- Exercise aim:
From first line to last, give the material again unchanged.

Data Start Marker

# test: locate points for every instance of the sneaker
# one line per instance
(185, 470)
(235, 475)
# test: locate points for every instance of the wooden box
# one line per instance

Data End Marker

- Solution to this exercise:
# test: locate points for every instance of the sneaker
# one line per instance
(185, 470)
(235, 475)
# test: locate points for every instance of the wooden box
# one line per instance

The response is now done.